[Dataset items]
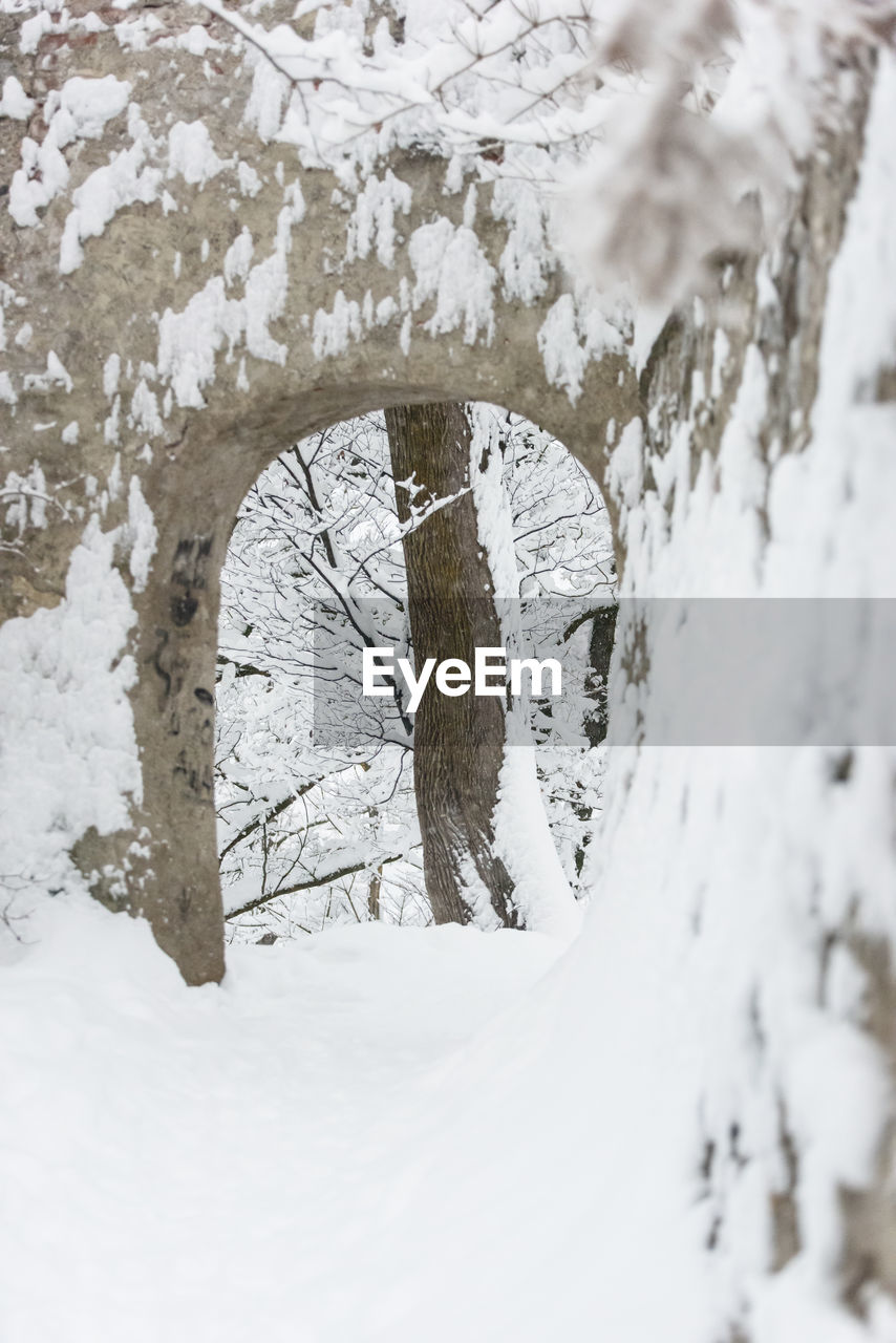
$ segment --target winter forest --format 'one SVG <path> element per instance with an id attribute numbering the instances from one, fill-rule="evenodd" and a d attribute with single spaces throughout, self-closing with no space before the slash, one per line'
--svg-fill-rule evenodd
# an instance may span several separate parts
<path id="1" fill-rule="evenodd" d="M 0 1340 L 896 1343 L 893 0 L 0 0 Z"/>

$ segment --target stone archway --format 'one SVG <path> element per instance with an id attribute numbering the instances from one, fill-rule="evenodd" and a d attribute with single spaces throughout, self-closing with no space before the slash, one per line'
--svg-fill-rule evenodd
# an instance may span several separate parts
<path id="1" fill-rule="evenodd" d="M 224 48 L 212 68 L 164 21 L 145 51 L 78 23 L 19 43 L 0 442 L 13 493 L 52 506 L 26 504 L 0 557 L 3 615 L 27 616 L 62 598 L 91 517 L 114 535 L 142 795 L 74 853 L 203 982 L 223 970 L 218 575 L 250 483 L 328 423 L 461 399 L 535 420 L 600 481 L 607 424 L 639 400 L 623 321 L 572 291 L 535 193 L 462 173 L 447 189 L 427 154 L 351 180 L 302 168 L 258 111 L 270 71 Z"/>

PROBLEM DESCRIPTION
Rewrite all of the material above, switching "winter forest" to "snowy woodland" and changing nothing else. Omit the pictures.

ANSWER TO THIS TASK
$ segment --target snowy woodland --format 'one SVG <path> element per instance with an id attribute numbering the instances from one, fill-rule="evenodd" and a d attribute with single spaces throughout, self-closing with no space before the slash, one per line'
--svg-fill-rule evenodd
# an instance may span several separate parts
<path id="1" fill-rule="evenodd" d="M 0 1340 L 896 1343 L 893 0 L 0 0 Z"/>

$ segment --target stone archway --format 'one SVG <path> element per instance with an id attribute numbering the instances from one, fill-rule="evenodd" and a d attribute with single spaces throughout, self-closing with no space before the slash, one per line'
--svg-fill-rule evenodd
# an instance may span several separate parts
<path id="1" fill-rule="evenodd" d="M 224 48 L 212 68 L 164 21 L 145 51 L 78 23 L 19 43 L 0 442 L 13 493 L 52 506 L 26 504 L 0 557 L 3 615 L 27 616 L 62 598 L 91 517 L 114 535 L 142 795 L 74 853 L 203 982 L 223 970 L 218 575 L 250 483 L 328 423 L 461 399 L 535 420 L 600 481 L 607 424 L 639 400 L 623 321 L 572 291 L 535 193 L 462 173 L 447 189 L 427 154 L 351 180 L 302 168 L 258 111 L 270 71 Z"/>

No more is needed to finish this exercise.